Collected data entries
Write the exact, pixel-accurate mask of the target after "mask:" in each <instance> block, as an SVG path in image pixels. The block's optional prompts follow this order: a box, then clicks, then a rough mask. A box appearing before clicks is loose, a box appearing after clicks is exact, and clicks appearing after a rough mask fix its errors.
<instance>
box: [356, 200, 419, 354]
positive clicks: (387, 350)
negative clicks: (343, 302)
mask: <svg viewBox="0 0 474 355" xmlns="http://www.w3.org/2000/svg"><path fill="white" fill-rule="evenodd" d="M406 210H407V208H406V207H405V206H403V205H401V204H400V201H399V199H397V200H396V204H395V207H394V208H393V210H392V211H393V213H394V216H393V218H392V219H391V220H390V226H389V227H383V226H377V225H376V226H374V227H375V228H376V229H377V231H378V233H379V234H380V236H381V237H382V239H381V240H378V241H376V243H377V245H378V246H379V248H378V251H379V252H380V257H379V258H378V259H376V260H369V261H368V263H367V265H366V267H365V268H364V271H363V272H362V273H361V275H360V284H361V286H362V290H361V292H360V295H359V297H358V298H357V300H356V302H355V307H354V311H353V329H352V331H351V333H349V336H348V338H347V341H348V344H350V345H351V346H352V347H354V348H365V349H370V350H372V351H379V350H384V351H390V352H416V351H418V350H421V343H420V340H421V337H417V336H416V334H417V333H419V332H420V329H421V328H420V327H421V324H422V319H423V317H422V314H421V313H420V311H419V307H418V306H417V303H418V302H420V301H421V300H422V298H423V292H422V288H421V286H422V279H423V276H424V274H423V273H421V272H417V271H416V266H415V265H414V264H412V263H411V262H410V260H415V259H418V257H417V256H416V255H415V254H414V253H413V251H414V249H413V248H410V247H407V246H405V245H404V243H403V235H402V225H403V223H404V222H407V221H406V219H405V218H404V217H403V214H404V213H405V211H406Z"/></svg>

Aim of the task:
Find and copy each line of the data where "instance" is present.

Output below:
Write the exact, pixel-accurate mask of the target after "mask:" in each <instance> block, as an SVG path in image pixels. The block's optional prompts follow this order: a box, then clicks, then a rough mask. A box appearing before clicks is loose, a box appearing after clicks is exact, and clicks appearing after a rough mask fix its errors.
<instance>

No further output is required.